The request:
Extract, exactly as written, all lines of the material below from the line that includes "white jersey in" through its last line.

Collected data:

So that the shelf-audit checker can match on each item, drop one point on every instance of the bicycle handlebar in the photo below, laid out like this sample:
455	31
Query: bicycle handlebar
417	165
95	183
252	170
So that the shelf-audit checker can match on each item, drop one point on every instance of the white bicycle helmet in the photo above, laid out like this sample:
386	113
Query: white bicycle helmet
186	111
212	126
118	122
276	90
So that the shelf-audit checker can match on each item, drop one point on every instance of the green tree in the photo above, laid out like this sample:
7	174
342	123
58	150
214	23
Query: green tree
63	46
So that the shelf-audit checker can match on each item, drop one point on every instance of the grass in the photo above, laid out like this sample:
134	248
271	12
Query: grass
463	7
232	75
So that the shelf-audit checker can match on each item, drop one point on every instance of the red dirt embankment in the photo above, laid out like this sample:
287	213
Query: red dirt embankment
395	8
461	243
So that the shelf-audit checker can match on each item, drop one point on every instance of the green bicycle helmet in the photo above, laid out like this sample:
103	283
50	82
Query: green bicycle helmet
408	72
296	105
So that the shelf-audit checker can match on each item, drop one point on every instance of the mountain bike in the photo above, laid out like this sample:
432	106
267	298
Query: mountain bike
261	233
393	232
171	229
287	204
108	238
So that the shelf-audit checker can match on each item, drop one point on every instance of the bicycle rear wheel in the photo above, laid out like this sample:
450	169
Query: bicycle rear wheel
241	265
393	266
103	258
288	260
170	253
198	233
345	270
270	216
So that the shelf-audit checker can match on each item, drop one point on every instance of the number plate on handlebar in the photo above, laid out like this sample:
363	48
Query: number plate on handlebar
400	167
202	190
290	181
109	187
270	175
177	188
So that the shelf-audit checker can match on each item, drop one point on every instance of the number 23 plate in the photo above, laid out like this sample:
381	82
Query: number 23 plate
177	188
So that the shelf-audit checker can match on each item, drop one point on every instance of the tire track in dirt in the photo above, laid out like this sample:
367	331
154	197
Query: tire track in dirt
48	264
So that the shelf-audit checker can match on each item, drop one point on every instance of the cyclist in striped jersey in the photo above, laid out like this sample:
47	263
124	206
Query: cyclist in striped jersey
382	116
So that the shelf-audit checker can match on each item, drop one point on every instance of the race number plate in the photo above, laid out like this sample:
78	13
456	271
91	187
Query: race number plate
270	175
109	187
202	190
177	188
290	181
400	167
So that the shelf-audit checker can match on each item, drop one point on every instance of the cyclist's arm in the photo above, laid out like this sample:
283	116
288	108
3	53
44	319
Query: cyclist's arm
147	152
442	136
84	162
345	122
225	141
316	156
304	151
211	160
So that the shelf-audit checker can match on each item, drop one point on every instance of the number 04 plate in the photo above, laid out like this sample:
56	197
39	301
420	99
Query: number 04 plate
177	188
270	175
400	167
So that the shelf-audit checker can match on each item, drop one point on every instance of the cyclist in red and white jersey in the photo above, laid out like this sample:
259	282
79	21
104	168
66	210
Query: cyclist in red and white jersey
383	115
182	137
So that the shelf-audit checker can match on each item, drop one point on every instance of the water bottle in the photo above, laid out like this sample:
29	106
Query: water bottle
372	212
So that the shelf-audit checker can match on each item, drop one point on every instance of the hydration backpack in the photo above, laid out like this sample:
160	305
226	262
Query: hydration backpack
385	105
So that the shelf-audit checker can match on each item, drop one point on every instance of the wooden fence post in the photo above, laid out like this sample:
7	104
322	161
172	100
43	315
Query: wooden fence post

Result of this exercise:
So that the shelf-audit checker can match on each item, drop one point on every instance of the cyclist in red and white jersey in the photo above, laid out like this sample:
259	282
79	21
104	168
66	210
Query: cyclist in red and white jersey
383	115
182	137
So that the shelf-audit checker can match on each item, drop one point on every instance of the water bottle in the photo above, laid out like this sample:
29	106
Query: water bottle
372	212
So that the shelf-audit checker can match on each item, drop one point on every instance of the hydration backpack in the photo above, laid out like this sample:
160	305
226	262
Query: hydration backpack
385	105
So that the shelf-audit checker can match on each item, drop one point on every instance of the wooden fence post in the photo above, laid out like this sample:
7	104
322	161
172	100
43	315
Query: wooden fence post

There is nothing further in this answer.